**Given problem:** Put every line of the listing below into a JSON list of strings with one string per line, and leave out the blank lines.

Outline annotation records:
-=-=-
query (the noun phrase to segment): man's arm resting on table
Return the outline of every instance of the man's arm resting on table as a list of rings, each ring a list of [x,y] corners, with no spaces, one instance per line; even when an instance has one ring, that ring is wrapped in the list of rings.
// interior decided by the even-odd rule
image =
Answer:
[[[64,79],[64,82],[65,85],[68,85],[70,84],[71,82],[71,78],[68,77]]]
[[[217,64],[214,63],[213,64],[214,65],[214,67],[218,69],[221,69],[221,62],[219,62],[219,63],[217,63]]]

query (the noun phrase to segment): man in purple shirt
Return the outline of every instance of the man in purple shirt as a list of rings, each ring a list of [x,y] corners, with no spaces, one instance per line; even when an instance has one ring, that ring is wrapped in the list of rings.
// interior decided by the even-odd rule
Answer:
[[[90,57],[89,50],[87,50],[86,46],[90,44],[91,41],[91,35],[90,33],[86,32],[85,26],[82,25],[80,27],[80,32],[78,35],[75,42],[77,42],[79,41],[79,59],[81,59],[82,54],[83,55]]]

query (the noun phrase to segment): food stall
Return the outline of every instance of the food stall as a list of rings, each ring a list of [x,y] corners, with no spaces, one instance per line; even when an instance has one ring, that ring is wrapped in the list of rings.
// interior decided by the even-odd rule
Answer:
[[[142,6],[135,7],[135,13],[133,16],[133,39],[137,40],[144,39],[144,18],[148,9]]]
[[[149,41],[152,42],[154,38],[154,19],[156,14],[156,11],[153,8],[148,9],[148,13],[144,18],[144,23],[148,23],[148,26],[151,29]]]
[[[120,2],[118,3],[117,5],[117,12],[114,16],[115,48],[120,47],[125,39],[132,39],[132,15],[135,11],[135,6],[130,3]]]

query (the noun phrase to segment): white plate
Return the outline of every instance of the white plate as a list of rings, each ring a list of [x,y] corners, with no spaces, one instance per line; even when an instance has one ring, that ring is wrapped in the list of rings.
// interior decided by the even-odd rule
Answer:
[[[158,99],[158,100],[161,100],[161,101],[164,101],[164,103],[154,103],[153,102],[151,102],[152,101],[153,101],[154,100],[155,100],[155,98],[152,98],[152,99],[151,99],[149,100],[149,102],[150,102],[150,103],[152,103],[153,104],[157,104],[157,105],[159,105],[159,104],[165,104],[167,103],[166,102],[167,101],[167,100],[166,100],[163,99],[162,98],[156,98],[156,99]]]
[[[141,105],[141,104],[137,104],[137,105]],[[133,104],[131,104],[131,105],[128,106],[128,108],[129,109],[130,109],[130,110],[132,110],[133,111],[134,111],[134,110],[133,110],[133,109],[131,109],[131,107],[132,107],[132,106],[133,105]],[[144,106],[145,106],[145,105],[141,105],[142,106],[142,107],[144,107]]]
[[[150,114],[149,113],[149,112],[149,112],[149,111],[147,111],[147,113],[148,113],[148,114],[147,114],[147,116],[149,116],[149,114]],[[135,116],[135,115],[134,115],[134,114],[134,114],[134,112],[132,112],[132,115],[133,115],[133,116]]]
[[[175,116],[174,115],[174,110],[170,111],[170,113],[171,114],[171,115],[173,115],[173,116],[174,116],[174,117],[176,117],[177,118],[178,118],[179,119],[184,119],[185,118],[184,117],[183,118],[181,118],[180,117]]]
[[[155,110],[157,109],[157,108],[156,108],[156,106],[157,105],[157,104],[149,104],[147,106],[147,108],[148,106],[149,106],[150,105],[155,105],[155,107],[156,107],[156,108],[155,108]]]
-=-=-
**Exercise solution:**
[
  "query (the noun phrase to segment): man's arm resting on table",
  "Return the outline of every instance of the man's arm resting on table as a list of rings, each ring a list of [x,y] corners, with no spaces, one instance per line; even when an instance has one ring, that ring is wrapped in the list of rings.",
  "// interior decided by the even-odd rule",
  "image =",
  "Answer:",
  "[[[64,79],[64,82],[65,85],[68,85],[70,84],[71,82],[71,78],[68,77]]]",
  "[[[217,64],[214,63],[213,64],[214,65],[214,67],[218,69],[221,69],[221,62],[219,62],[219,63],[217,63]]]",
  "query (the noun phrase to segment): man in purple shirt",
  "Return the outline of every instance of the man in purple shirt as a list of rings, each ring a list of [x,y] corners, with no spaces, one instance per line; even when an instance has one ring, that ring is wrapped in the list of rings.",
  "// interior decided by the even-odd rule",
  "Answer:",
  "[[[90,57],[89,50],[87,50],[86,46],[90,44],[91,41],[91,35],[90,33],[86,32],[85,26],[82,25],[80,27],[80,32],[78,35],[75,42],[77,42],[79,41],[79,59],[81,59],[82,54],[83,55]]]",
  "query (the noun phrase to segment): food stall",
  "Return the outline of every instance of the food stall as a list of rings, each ring a list of [x,y] corners, with no spaces, one instance per line; even when an instance has one ring, that ring is wrapped in the list of rings.",
  "// interior decided by the even-odd rule",
  "Answer:",
  "[[[142,6],[135,7],[135,13],[133,16],[133,39],[137,40],[144,39],[144,18],[148,9]]]",
  "[[[149,41],[152,42],[154,38],[154,19],[156,14],[156,11],[153,8],[148,9],[148,13],[144,18],[144,23],[148,23],[148,26],[151,29]]]",
  "[[[120,2],[118,3],[117,5],[117,12],[114,16],[115,48],[120,47],[125,39],[132,39],[132,15],[135,11],[135,6],[130,3]]]",
  "query (the noun phrase to segment): white plate",
  "Return the outline of every instance of the white plate as a list of rings, each ring a list of [x,y] corners, with no spaces, one instance per line; even when an instance has one ring, that ring is wrapped in the list of rings.",
  "// interior decided by the even-odd rule",
  "Answer:",
  "[[[158,99],[158,100],[161,100],[161,101],[164,101],[164,103],[154,103],[153,102],[151,102],[152,101],[153,101],[154,100],[155,100],[155,98],[152,98],[152,99],[151,99],[149,100],[149,102],[150,102],[150,103],[152,103],[153,104],[157,104],[157,105],[159,105],[159,104],[165,104],[167,103],[166,102],[167,101],[167,100],[166,100],[163,99],[162,98],[156,98],[156,99]]]",
  "[[[141,105],[141,104],[137,104],[137,105]],[[133,104],[131,104],[131,105],[128,106],[128,108],[129,109],[130,109],[130,110],[132,110],[133,111],[134,111],[134,110],[133,110],[133,109],[131,109],[131,107],[132,107],[132,106],[133,105]],[[144,106],[145,106],[145,105],[141,105],[142,106],[142,107],[144,107]]]",
  "[[[150,114],[149,113],[149,112],[149,112],[149,111],[147,111],[147,113],[148,113],[148,114],[147,114],[147,116],[149,116],[149,114]],[[135,116],[135,115],[134,115],[134,114],[134,114],[134,112],[132,112],[132,115],[133,115],[133,116]]]",
  "[[[175,116],[174,115],[174,110],[170,111],[170,113],[171,114],[171,115],[173,115],[173,116],[174,116],[174,117],[176,117],[177,118],[178,118],[179,119],[184,119],[185,118],[184,117],[183,118],[181,118],[180,117]]]",
  "[[[155,110],[157,109],[157,108],[156,108],[156,106],[157,105],[157,104],[149,104],[147,106],[147,108],[148,106],[149,106],[150,105],[155,105],[155,107],[156,107],[156,108],[155,108]]]"
]